Task to carry out ->
Look for "Shelf audit: locate every instance of the red-haired" in the records below, then copy that line and every line after it, exactly and with nothing added.

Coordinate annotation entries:
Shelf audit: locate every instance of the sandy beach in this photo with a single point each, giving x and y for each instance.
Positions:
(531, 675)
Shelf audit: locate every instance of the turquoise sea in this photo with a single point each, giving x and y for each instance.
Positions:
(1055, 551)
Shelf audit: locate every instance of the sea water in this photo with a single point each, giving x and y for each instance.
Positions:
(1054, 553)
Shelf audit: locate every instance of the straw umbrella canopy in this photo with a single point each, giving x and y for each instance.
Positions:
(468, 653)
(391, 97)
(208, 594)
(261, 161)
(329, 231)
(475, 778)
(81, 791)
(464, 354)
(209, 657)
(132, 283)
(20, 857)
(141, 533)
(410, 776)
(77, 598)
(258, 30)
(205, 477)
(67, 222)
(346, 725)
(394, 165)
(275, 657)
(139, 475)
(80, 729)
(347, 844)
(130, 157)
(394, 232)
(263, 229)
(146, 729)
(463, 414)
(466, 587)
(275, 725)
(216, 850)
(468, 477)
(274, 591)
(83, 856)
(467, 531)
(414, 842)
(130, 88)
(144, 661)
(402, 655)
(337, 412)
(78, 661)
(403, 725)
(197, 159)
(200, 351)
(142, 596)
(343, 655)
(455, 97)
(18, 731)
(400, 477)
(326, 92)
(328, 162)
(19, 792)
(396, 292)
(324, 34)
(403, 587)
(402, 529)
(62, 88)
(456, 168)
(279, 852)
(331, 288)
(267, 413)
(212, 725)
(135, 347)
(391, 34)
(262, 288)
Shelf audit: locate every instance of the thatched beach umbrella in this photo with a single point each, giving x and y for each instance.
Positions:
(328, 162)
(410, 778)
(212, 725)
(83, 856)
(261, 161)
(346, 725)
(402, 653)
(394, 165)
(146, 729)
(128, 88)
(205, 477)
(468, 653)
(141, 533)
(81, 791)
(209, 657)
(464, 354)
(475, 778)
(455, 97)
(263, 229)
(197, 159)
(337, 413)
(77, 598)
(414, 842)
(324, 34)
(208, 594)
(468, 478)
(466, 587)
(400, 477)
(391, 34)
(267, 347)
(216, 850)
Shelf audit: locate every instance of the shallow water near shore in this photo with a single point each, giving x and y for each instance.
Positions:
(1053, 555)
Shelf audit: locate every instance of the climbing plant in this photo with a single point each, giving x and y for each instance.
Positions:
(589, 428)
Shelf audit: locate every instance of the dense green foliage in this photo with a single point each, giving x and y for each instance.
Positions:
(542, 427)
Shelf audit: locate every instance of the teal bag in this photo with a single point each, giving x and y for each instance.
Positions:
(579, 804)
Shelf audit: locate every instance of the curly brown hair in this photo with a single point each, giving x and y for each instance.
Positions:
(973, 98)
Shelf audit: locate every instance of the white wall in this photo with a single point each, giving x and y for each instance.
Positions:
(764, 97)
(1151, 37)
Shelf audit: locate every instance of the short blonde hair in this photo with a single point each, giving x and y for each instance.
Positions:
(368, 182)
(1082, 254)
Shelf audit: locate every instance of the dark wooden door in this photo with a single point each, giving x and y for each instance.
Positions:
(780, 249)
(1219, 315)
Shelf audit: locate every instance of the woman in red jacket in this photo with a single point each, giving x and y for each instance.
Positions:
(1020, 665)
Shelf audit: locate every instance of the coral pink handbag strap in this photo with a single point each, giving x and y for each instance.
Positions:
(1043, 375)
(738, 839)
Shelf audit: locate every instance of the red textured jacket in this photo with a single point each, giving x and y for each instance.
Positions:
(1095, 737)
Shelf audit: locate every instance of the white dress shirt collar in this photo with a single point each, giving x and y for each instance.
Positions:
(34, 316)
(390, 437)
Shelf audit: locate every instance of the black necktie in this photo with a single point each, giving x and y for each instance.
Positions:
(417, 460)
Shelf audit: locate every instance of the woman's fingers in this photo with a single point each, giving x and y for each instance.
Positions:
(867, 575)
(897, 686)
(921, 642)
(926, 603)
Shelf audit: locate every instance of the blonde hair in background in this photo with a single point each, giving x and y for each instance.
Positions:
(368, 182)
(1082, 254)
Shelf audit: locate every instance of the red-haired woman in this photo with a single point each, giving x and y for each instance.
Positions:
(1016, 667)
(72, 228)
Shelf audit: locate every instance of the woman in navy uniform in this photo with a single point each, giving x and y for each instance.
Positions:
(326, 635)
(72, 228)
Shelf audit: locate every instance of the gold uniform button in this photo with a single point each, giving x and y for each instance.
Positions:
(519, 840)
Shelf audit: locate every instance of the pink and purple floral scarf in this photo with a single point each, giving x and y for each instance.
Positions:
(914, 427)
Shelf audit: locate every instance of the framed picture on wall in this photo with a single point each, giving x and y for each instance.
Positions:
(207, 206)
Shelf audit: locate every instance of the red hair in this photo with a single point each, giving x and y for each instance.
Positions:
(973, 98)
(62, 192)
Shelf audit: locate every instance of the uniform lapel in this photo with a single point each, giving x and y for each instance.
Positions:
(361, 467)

Finished task ->
Shelf audit: locate every instance of the red-haired woman in this photo with a single point each, giving x and y for each instance.
Positions:
(1016, 667)
(72, 228)
Shelf audit: locate every instance of the woman in navy uniform in this photo with a single point each, giving x and y for each instance.
Positions:
(326, 635)
(72, 228)
Shelf audit: locate every instance of the gold uniform button in this photo with a single point each, giving x and y for each instance.
Positions:
(519, 840)
Shelf audit: locate every instance of the pink and purple floral scarf in this photo with a single point each, giving x and y for each instance.
Positions:
(914, 427)
Shelf audit: locate every instance of the framed picture on wall in this photo with a single point each, giving x and y for each instance.
Positions:
(207, 206)
Shelf audit: locate every instance of the red hair in this photo with a single point each, giving x and y for each instance.
Positions:
(973, 98)
(62, 192)
Shelf audit: locate every instance of the uniform lapel in this photo with a single point each, giving x and y for each instance.
Positions:
(361, 467)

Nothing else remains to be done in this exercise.